In the records below, find the line containing "skyline in the photo above.". Output it and every line after it to the end, unchanged, with no pictures.

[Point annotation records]
=-=-=-=-=

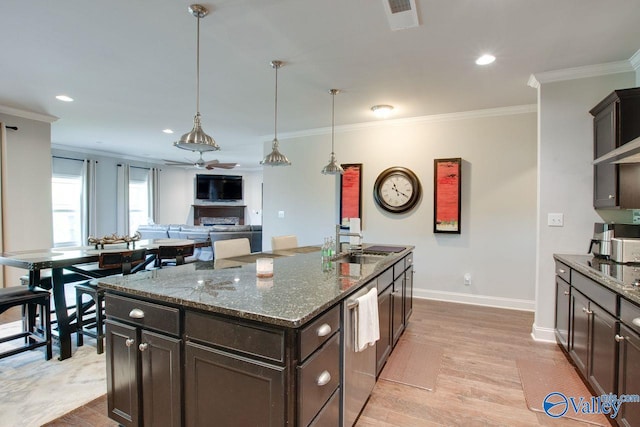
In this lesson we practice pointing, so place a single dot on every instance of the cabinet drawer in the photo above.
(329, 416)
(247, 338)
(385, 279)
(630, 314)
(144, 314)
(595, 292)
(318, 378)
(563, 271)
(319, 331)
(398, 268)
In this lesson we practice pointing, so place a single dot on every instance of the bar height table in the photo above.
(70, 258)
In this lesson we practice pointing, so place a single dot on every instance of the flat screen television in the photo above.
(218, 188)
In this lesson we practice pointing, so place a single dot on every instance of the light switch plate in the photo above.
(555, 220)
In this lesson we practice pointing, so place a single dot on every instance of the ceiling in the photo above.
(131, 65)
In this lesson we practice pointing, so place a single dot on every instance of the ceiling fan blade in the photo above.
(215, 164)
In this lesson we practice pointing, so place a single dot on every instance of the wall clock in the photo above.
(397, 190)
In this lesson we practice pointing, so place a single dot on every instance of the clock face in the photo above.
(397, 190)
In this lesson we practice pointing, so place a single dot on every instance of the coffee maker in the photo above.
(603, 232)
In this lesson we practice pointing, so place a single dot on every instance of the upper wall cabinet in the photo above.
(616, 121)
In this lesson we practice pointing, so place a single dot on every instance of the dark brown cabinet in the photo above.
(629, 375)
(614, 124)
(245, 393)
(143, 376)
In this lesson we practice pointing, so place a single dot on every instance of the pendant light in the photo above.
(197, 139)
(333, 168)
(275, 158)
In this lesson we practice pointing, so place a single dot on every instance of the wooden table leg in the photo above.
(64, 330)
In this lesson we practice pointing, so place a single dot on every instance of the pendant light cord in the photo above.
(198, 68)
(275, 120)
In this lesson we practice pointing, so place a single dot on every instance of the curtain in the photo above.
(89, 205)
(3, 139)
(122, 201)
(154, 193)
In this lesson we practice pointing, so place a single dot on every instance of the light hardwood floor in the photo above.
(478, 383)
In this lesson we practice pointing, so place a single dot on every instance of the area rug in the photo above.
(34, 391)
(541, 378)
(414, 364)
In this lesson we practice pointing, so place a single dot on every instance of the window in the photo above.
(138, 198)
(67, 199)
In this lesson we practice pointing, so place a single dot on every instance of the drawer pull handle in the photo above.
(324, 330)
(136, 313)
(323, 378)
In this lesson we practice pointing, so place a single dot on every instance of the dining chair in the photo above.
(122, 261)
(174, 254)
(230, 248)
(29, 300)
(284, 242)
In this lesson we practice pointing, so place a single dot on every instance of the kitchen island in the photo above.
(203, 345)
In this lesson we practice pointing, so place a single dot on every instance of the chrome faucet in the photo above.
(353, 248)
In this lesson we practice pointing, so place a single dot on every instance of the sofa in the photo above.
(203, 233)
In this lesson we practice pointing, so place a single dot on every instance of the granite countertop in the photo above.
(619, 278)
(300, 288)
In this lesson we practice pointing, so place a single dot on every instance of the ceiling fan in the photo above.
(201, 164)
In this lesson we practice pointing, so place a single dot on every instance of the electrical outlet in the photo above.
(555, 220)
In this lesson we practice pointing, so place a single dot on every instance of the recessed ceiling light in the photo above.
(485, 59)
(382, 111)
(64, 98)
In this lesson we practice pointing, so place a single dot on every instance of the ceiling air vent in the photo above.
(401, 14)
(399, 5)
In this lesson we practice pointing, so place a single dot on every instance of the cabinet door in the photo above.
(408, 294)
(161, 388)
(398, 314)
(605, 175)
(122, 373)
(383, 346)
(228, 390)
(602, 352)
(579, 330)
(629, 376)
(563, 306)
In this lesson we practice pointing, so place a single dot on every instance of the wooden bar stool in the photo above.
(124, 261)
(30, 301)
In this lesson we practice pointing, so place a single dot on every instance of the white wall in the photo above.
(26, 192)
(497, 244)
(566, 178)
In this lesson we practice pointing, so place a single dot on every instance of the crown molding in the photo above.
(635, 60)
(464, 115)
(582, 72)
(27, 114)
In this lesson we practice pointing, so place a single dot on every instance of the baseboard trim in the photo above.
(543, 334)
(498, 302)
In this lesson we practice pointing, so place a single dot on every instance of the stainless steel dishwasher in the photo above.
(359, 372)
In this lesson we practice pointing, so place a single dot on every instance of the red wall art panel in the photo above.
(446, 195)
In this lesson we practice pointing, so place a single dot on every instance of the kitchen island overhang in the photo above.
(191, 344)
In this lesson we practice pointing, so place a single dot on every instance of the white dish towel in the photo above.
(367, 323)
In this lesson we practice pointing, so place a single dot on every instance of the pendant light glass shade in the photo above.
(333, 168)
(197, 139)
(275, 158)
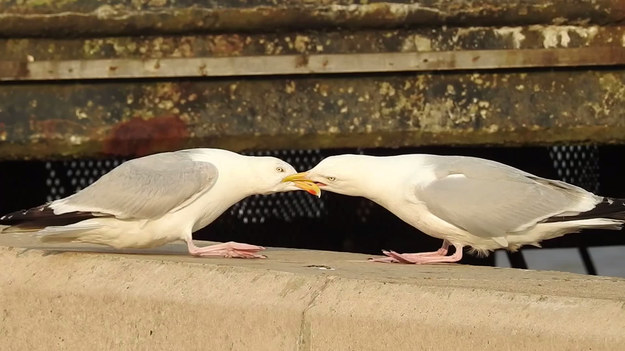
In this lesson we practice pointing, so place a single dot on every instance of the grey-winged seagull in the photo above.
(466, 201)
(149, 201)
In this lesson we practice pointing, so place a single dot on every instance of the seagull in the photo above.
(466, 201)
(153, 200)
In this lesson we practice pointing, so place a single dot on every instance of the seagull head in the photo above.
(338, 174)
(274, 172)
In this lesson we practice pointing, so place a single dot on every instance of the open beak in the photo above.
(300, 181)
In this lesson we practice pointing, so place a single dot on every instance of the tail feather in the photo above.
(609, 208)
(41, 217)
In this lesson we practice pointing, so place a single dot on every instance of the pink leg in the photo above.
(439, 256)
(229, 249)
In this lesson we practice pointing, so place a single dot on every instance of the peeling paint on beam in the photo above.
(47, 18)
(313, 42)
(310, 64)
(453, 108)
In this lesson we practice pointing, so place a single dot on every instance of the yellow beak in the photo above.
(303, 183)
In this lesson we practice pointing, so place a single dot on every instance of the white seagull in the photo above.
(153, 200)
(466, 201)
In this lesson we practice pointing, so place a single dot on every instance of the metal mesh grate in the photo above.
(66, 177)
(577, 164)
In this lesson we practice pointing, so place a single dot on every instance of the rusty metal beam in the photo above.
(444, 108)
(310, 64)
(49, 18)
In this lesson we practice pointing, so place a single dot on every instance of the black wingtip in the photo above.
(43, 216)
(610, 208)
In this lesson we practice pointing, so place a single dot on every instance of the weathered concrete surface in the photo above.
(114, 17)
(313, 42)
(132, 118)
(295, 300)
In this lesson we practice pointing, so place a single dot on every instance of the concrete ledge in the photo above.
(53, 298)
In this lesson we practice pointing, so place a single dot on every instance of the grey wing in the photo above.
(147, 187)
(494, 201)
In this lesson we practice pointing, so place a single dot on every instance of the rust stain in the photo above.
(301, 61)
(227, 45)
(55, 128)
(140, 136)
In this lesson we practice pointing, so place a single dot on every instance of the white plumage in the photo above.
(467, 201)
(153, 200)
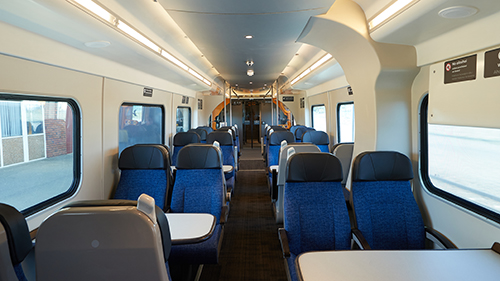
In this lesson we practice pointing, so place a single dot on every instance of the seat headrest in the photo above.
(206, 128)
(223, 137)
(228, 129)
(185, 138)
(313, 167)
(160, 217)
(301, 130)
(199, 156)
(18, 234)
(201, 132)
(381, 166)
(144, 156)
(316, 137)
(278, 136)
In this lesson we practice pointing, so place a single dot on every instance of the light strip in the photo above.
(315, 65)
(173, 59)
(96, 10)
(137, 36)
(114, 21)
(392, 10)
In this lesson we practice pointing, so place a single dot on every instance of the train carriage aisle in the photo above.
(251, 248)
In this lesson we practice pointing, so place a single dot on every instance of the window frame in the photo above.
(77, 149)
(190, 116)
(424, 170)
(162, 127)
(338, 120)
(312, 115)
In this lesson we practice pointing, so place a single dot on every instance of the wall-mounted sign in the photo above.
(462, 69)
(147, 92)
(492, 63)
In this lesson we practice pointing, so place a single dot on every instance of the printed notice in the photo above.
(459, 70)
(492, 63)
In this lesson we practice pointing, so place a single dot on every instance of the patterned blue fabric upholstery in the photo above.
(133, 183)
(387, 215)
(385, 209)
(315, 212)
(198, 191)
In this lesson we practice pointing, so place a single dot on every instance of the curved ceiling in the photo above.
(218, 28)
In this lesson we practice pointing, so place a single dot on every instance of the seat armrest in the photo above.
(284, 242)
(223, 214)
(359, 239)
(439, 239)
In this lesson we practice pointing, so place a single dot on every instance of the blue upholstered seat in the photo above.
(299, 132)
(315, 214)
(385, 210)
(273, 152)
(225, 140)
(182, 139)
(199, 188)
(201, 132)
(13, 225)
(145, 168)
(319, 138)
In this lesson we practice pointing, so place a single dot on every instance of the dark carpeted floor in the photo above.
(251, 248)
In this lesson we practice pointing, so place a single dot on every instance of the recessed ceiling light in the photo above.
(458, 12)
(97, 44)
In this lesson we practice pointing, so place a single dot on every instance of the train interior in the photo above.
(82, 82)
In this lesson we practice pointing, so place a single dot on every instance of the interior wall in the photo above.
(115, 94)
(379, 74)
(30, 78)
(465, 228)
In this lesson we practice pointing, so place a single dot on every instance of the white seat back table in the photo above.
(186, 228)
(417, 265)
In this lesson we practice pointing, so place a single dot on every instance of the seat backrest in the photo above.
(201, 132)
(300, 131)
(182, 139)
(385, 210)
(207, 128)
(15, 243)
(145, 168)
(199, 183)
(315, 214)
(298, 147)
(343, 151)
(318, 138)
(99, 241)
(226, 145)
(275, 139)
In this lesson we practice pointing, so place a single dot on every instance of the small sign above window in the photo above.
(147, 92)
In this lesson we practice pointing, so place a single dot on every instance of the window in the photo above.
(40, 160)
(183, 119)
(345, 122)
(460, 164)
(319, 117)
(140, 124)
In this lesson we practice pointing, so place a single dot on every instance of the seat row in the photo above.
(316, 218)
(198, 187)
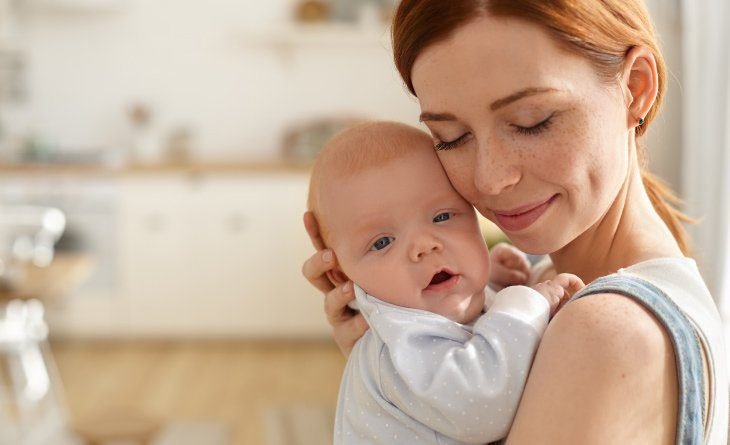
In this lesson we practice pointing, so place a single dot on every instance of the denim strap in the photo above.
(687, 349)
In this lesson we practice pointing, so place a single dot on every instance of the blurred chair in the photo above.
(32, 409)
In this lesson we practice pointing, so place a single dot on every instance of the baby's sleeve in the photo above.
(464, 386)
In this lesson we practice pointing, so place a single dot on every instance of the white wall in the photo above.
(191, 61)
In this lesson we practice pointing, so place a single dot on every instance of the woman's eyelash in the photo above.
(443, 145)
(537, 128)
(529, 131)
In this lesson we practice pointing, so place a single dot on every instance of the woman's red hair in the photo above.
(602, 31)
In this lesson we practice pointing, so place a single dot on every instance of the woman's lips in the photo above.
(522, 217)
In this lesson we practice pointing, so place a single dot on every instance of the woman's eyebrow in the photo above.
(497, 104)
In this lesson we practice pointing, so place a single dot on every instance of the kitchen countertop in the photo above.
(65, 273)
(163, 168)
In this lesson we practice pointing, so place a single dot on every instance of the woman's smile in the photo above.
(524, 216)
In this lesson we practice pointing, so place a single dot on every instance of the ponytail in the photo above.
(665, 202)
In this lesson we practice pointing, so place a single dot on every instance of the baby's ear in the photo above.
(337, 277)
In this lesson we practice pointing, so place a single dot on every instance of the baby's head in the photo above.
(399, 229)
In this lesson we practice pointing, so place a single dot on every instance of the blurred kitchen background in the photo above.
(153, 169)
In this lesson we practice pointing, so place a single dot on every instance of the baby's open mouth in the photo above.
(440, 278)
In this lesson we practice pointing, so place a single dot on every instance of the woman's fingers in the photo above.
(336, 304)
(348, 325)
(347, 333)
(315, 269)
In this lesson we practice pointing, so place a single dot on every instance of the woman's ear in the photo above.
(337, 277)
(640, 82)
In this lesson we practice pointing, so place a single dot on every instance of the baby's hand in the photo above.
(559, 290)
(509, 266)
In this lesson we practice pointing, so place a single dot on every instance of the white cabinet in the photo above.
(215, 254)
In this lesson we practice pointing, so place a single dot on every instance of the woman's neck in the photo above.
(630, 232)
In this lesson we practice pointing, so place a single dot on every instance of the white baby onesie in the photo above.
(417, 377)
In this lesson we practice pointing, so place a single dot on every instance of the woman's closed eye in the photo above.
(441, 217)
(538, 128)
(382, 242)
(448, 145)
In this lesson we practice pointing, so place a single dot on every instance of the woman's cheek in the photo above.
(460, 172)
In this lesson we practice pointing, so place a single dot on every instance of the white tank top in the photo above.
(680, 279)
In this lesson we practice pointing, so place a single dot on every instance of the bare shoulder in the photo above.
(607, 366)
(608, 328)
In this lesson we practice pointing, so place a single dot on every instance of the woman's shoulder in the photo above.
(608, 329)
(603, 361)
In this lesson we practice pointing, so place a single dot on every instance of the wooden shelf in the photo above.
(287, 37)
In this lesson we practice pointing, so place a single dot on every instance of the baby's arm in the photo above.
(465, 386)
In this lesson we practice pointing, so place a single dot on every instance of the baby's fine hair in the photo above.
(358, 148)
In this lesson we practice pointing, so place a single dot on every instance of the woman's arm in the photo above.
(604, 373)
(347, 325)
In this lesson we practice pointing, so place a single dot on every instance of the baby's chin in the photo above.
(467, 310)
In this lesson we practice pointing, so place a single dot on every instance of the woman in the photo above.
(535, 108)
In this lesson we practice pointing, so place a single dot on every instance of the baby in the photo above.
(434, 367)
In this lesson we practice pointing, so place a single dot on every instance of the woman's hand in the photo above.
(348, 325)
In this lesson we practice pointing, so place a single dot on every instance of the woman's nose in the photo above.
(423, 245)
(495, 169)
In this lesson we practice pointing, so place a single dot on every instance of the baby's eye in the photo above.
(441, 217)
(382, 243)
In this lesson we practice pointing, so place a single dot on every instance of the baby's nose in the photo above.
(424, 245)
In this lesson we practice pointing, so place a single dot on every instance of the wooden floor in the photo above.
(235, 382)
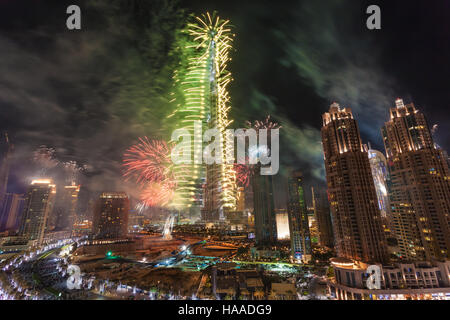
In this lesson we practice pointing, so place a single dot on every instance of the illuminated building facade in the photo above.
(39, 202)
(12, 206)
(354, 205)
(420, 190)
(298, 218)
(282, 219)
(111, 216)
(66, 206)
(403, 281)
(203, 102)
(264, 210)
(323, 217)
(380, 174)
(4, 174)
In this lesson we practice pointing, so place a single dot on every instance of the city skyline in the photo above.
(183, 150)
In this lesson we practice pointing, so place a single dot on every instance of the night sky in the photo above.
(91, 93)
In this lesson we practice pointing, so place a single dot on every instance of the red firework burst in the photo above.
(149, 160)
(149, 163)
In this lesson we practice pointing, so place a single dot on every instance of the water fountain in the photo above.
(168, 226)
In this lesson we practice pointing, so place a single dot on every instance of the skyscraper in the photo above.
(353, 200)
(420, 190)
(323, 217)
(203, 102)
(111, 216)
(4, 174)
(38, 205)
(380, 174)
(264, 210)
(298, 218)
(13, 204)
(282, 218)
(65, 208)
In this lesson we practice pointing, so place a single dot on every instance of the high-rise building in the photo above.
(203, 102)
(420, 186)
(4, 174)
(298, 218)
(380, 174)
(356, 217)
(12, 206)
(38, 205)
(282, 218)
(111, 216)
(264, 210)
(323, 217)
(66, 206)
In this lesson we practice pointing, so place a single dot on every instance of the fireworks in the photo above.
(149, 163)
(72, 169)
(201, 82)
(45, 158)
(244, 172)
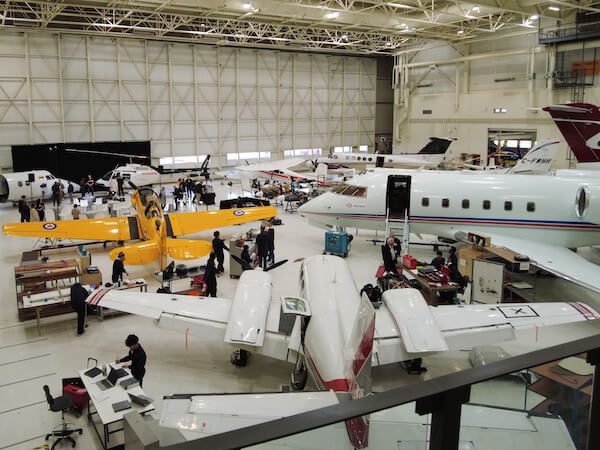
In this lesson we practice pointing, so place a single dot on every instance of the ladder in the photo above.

=-=-=-=-=

*Result for this task*:
In this lesson we practice pointing, so place a single dot on every instance of the city skyline in the photo above.
(183, 150)
In this lesson we practice pointing, so place a single dot on every instance of the night sky in the photo above.
(91, 93)
In this lesson we practice pointing, so place a single dot on every instance of the red firework burst in the photo above.
(149, 160)
(149, 163)
In this lesson we practice pointing, so place a single dot on every instance of the water fountain in the photo above.
(168, 226)
In this lesson we practice pointing, so place a single dot on every instance of the skyscraper in the photo above.
(353, 200)
(420, 190)
(323, 217)
(203, 102)
(111, 216)
(4, 174)
(38, 205)
(380, 174)
(264, 210)
(298, 218)
(13, 204)
(282, 218)
(65, 208)
In this lesson we practice pointing, so place a single dot on every instance of the high-rise building in the photo above.
(203, 102)
(420, 186)
(4, 174)
(298, 218)
(380, 174)
(356, 217)
(12, 206)
(38, 205)
(282, 218)
(111, 216)
(264, 210)
(323, 217)
(66, 206)
In this lesson we practice pointing, so place a single dot on every instance of the fireworks in the photo above.
(149, 163)
(72, 169)
(201, 82)
(45, 158)
(244, 172)
In this lesson we practice pointing, so place a single dot on every instance of the ladder in the photo above.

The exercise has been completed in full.